-------- TEXT PASSAGE --------

The seven-time All-Star has a $17 million club option with the Cardinals that will certainly be declined. Thumb surgery limited Holliday to just 110 games, but he managed 20 home runs with a line of .246/.322/.461. The 36-year old Holliday has seen his OPS fall in each of the last eight seasons, but he is still an above-average hitter who is capable of playing some outfield as needed. Holliday is considered a terrific clubhouse veteran and can probably be had on a one-year deal worth $7-10 million with incentives.
Pearce looks like a very attractive low-cost option. He does not have the 30-home run power of Morales, but his on-base percentage was almost 50 points higher. He hit .288/.374/.492 between the Rays and Orioles with 13 home runs in 85 games. His season was ended early due to forearm surgery that could raise some red flags going into next year. He is expected to be back during spring training, but at age 33 may not recover as fast as expected. Pearce is a lefty-masher which could fit in well in a platoon situation, and he can play a little first, second, and outfield if needed. With the injury hanging over him, Pearce would probably sign a one-year deal with around $5-6 million with perhaps incentives or a vesting option.
Reynolds has seemingly been around forever, but is still just 33. His numbers have fallen off the last few seasons, but he rebounded a bit with Colorado last season, hitting .282/.356/.450 with 14 home runs in 118 games. He hit just .255/.329/.403 away from Coors Field, however, which is a bit of a concern, although the "Coors Effect" can hurt a player’s road numbers. Reynolds can fill in at first, second, and third base in short stints, and should be available on a one-year deal worth $2-4 million.
Butler was a disaster in Oakland and was let go in the second year of a three-year deal, but what if I told you that he posted a higher on-base percentage than anyone on the Royals other than Lorenzo Cain and Jarrod Dyson? Or that his slugging percentage was better than everyone but Kendrys Morales, Eric Hosmer, and Salvador Perez? Perhaps that is a low bar, but Butler did rebound a bit, hitting .284/.336/.416 although with just five home runs in 85 games. He is still just 30 years old and may have some upside, although with stories leaking of how abrasive he was in Kansas City before, a reunion seems unlikely.
The Kansas City-area native has never really met expectations and has bounced around from the Marlins to the Mariners to the Rays. He hit .238/.319/.414 with 14 home runs in 104 games with Tampa Bay last year, but is still just 29 years old. Morrison struggles against lefties, making a platoon situation more ideal. Morrison has been known for being a bit of a free spirit, letting loose on Twitter, but also calling out teammates, which is either good leadership, or a clubhouse disaster waiting to happen, depending on your perspective.
Howard is a Missouri State-grad whose brother works for the University of Kansas Athletic Department. The Royals entertained the thought of trading for him before to see if he had anything left in the tank. The problem is, Howard is probably washed up. the former MVP hit just .196/.257/.453 with 25 home runs in 112 games. He is absolutely worthless against lefties, and only barely playable against right-handers. At age 36, he likely doesn’t have much left in the tank, but if the Royals want to take a flyer on him on a minor league deal, he could probably swat a few home runs in spring training.

-------- EXTRACTED RECORDS --------

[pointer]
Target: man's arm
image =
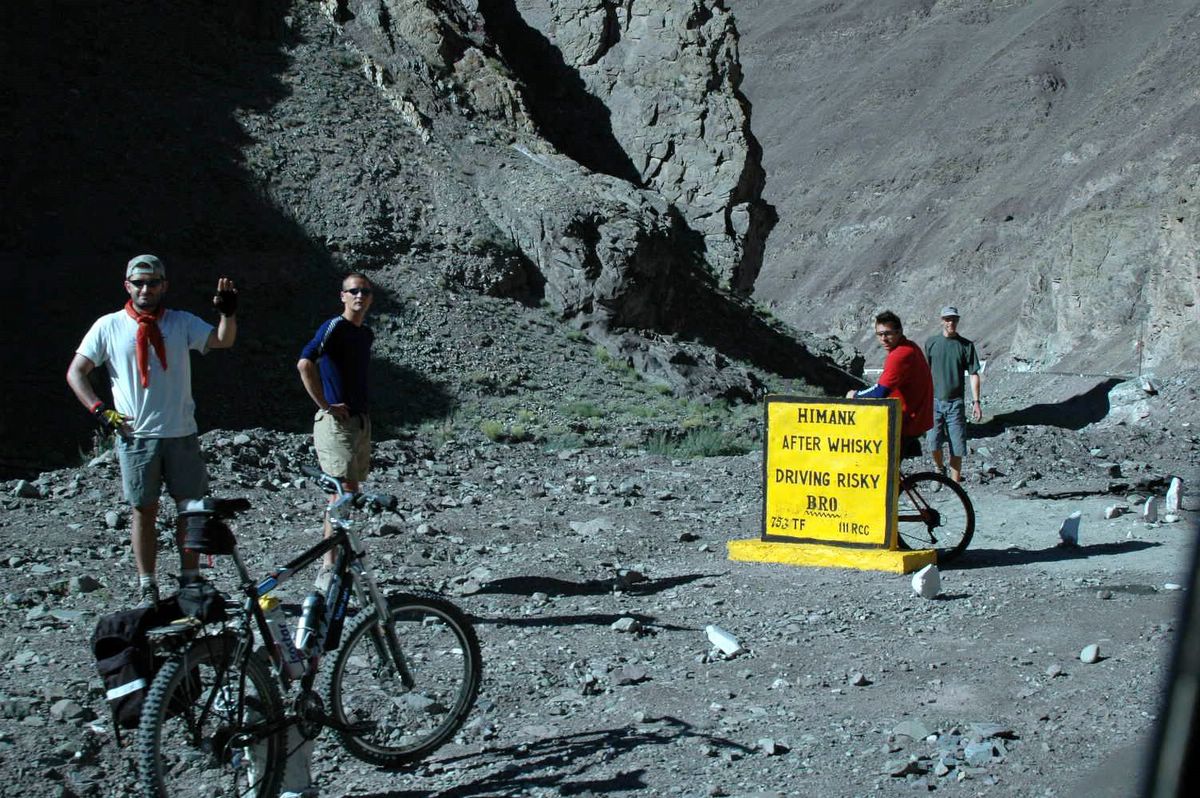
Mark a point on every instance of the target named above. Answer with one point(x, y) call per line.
point(226, 301)
point(77, 378)
point(311, 378)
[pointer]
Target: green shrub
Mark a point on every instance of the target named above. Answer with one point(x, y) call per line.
point(697, 442)
point(583, 409)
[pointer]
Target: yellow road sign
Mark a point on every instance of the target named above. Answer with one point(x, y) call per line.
point(829, 471)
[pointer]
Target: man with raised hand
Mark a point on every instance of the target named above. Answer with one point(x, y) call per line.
point(334, 370)
point(147, 348)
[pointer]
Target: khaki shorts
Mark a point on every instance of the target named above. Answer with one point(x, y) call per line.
point(343, 448)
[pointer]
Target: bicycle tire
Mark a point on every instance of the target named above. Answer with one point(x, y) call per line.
point(189, 715)
point(442, 652)
point(934, 511)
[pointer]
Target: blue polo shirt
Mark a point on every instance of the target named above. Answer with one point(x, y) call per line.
point(342, 354)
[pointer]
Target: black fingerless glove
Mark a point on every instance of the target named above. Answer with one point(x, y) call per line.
point(226, 301)
point(108, 419)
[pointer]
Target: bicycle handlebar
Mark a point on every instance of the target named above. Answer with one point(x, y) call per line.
point(372, 502)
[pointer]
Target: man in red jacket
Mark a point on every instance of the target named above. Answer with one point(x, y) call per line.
point(905, 376)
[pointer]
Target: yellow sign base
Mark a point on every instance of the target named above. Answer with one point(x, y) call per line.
point(817, 556)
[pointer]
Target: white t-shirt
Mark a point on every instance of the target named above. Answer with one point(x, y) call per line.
point(165, 409)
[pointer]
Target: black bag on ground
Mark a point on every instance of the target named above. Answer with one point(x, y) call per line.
point(203, 601)
point(125, 660)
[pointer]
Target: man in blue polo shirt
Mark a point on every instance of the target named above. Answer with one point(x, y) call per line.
point(334, 371)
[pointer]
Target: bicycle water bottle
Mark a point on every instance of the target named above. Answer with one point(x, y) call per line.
point(312, 613)
point(277, 623)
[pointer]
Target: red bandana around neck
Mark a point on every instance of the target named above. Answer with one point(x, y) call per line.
point(149, 335)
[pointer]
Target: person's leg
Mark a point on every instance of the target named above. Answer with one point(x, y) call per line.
point(937, 437)
point(957, 426)
point(144, 539)
point(142, 480)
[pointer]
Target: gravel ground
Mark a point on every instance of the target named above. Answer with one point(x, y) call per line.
point(849, 683)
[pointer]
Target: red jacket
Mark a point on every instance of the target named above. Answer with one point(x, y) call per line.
point(906, 372)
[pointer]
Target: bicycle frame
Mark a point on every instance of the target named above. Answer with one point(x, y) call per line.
point(349, 571)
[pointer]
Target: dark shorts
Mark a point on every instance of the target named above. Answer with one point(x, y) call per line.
point(149, 462)
point(949, 426)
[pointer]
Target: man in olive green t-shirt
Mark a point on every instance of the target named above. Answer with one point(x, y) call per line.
point(949, 358)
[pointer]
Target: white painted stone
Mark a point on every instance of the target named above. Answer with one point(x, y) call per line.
point(1069, 529)
point(1175, 496)
point(927, 582)
point(726, 642)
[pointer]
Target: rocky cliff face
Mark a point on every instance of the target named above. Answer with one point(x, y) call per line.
point(604, 160)
point(1032, 162)
point(597, 160)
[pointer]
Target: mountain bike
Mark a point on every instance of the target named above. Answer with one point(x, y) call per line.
point(219, 714)
point(934, 511)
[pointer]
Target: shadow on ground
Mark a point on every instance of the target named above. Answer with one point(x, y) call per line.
point(1074, 413)
point(649, 624)
point(558, 763)
point(1001, 557)
point(121, 136)
point(556, 587)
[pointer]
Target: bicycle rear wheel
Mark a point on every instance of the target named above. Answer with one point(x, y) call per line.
point(363, 687)
point(934, 511)
point(199, 701)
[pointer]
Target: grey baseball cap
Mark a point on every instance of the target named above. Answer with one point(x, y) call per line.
point(145, 265)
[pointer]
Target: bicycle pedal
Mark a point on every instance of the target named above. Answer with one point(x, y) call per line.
point(184, 625)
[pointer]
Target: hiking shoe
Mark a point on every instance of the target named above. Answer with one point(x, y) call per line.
point(940, 469)
point(149, 597)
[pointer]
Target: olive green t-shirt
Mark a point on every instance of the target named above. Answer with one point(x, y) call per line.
point(948, 359)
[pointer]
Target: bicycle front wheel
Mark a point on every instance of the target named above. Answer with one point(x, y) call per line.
point(394, 725)
point(204, 726)
point(935, 513)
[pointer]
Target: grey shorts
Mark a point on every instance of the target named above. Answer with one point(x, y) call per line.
point(949, 426)
point(343, 448)
point(148, 462)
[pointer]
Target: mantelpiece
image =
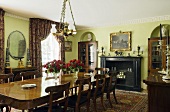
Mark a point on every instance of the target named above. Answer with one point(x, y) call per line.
point(129, 66)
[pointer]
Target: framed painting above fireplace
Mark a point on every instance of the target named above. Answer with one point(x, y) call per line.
point(120, 41)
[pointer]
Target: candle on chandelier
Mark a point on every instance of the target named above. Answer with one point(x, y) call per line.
point(160, 31)
point(168, 37)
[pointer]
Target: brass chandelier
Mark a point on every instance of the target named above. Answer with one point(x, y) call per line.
point(63, 29)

--------

DIRECTIONS
In the passage on free-agent hitters, what kind of surgery ended Pearce's season early? The rows have no connection to the passage on free-agent hitters.

SOLUTION
Forearm surgery.